#### RECORDS FOR THE EXERCISE:
'''

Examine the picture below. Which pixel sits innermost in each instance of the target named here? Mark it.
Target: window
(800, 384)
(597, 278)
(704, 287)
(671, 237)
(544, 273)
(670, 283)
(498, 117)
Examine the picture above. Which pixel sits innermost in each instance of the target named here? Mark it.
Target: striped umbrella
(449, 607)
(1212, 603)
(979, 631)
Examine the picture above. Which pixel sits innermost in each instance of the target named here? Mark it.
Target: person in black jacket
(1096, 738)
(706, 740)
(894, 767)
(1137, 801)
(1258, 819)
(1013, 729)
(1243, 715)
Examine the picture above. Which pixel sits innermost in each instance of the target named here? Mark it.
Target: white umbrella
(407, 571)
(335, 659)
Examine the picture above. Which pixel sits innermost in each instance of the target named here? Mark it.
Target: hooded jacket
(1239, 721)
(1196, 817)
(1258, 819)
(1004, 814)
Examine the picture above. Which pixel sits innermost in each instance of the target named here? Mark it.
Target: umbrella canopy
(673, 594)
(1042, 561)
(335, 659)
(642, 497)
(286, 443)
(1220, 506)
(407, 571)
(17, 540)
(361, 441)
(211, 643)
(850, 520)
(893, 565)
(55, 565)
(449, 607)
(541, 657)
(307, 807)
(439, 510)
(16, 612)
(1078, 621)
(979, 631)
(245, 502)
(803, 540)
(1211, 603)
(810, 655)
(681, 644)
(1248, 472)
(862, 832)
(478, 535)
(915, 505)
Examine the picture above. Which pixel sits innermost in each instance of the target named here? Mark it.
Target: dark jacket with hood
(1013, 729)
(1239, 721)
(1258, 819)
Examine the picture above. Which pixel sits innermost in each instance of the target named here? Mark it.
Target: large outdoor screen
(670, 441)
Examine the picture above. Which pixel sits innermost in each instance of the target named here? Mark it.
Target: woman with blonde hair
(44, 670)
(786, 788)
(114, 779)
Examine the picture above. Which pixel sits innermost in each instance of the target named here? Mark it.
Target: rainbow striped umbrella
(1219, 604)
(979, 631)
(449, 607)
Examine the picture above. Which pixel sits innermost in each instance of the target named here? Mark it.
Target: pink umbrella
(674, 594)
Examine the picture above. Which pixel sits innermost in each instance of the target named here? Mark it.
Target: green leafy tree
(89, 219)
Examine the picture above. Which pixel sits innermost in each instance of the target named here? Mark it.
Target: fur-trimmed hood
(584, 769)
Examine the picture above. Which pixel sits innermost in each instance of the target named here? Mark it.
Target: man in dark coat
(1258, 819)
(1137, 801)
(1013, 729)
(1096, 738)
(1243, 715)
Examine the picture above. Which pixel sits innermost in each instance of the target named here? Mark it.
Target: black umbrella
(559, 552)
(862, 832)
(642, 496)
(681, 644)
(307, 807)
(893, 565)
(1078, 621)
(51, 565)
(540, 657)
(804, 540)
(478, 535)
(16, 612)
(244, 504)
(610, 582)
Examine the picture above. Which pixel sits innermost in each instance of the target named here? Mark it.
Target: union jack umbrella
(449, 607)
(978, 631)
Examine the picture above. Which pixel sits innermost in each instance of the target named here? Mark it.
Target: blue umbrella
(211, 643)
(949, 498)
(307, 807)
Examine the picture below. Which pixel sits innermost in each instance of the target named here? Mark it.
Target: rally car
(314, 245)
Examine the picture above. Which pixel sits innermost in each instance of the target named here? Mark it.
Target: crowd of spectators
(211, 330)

'''

#### WHAT THIS TASK INVOLVES:
Please write out all of the data above again, substituting "most central" for "innermost" and leaving everything else unchanged.

#### ANSWER TO THIS PROBLEM:
Examine the picture below. Which pixel sits most central in each instance of the target named here? Mark it.
Target: window
(800, 384)
(597, 278)
(704, 287)
(671, 237)
(544, 273)
(670, 283)
(498, 117)
Examine the picture above. Which pixel sits most central in each instance of the target named here? Mark it.
Target: striped umbrella
(449, 607)
(1212, 603)
(979, 631)
Examine the picture above. Which pixel sits most central in each instance of the target named here? Mark it.
Target: person in black jacket
(1096, 738)
(706, 740)
(894, 767)
(1137, 801)
(1258, 819)
(1013, 729)
(1243, 715)
Examine the picture above. Which pixel sits most central in each instance of the target named here? Mark it.
Target: white umbrella
(407, 571)
(335, 659)
Examine the picture above. Which pixel sits most central in each instance of the target named here? Mark it.
Target: hooded jacket
(1239, 721)
(1196, 817)
(1258, 819)
(1004, 814)
Examine the picture above. Which pixel sits most central in each instance of the target named here? Mark it.
Target: umbrella canopy
(673, 594)
(1042, 561)
(335, 659)
(642, 497)
(286, 443)
(1220, 506)
(407, 571)
(17, 540)
(361, 441)
(211, 643)
(850, 520)
(893, 565)
(55, 565)
(449, 607)
(541, 657)
(307, 807)
(439, 510)
(16, 612)
(1078, 621)
(979, 631)
(245, 502)
(803, 540)
(1211, 603)
(810, 655)
(681, 644)
(1248, 472)
(862, 832)
(478, 535)
(915, 505)
Examine the picture above. Which pixel sits most central in each instance of the target named here? Mark it.
Target: dark jacket with hood
(1013, 729)
(1239, 721)
(1258, 819)
Examine the picture above. Which pixel sits most central in each instance of the target named here? Mark it.
Target: large outdoor screen
(670, 441)
Examine the picture above. Which pixel sits most central in each instance of the target named here? Mark it.
Target: woman with blonde hair
(44, 670)
(786, 788)
(114, 779)
Examine the picture above. Which pixel sits most central in each instance of the target named here? Mark it.
Target: rainbow striped umbrella
(1219, 604)
(979, 631)
(449, 607)
Examine the picture above. Which pixel sits most central in each instance of the target named here? Mark it.
Target: pink umbrella
(674, 594)
Examine the picture above. Which pixel sits most central in each instance of the target named here? Mark it.
Target: green leafy tree
(89, 219)
Examine the picture above. Which pixel sits most central in each instance of the target named here? Mark it.
Target: fur-trimmed hood
(584, 769)
Examine the picture above. Which pixel sits most central in each instance of the target named here? Mark it.
Target: man in dark coat
(1258, 819)
(1137, 801)
(1013, 729)
(1096, 738)
(1243, 715)
Examine the picture above. Which pixel sits most central in each instance of the target named here? Mark it.
Target: black umbrella
(559, 552)
(862, 832)
(642, 496)
(681, 644)
(307, 807)
(893, 565)
(1078, 621)
(51, 565)
(540, 657)
(804, 540)
(478, 535)
(16, 612)
(244, 504)
(610, 582)
Examine the picture above. Which pixel sits most central in each instance of the target named here? Mark it.
Target: union jack umbrella
(449, 607)
(978, 631)
Examine the picture above. Which pixel sits most central in each instance of the target named here? Mark it.
Target: blue umbrella
(211, 643)
(949, 498)
(307, 807)
Examine the picture below. Which pixel sits most central in each instance of the target named here? Mark it.
Target: rally car
(314, 245)
Examine the picture above. Which pixel sits most central in each instance of the target named here? Mark it.
Target: crowd of spectators
(211, 330)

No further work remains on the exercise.